§ Work instructions: How many lines of the material below contain the string "each"? Reply with the number alone.

(Items from a dataset)
================

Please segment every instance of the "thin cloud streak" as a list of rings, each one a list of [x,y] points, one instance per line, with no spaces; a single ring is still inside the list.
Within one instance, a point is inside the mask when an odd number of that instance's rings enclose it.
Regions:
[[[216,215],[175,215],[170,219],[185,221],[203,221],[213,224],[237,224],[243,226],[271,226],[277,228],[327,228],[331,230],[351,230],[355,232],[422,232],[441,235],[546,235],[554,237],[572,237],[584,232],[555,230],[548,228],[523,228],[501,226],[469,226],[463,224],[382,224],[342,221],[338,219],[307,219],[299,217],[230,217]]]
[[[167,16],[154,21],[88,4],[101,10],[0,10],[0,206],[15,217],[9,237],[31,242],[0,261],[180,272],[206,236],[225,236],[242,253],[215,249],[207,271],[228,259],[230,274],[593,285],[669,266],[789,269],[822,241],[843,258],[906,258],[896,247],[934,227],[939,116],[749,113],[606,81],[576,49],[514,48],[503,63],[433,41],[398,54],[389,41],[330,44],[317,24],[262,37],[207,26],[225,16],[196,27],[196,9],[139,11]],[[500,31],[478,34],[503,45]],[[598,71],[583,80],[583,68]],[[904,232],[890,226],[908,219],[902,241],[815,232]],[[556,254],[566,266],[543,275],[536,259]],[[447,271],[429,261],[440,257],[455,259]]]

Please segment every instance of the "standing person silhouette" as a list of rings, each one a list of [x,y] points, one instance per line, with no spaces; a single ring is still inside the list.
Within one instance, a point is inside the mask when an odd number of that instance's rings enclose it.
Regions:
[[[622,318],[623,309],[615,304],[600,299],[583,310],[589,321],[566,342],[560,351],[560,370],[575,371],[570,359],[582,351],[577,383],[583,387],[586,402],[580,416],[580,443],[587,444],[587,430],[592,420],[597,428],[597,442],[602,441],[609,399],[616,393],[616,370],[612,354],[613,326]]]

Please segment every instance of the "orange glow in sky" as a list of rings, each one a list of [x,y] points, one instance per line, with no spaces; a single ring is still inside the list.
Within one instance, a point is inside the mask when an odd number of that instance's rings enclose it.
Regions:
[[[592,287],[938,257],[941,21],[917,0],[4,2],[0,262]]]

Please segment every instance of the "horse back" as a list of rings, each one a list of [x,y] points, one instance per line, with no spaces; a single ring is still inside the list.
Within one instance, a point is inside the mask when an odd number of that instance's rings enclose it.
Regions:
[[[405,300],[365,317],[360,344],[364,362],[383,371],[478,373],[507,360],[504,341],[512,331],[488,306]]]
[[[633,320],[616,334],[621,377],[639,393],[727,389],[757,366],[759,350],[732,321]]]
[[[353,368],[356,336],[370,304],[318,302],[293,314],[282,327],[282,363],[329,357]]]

================

§ Exercise solution: 4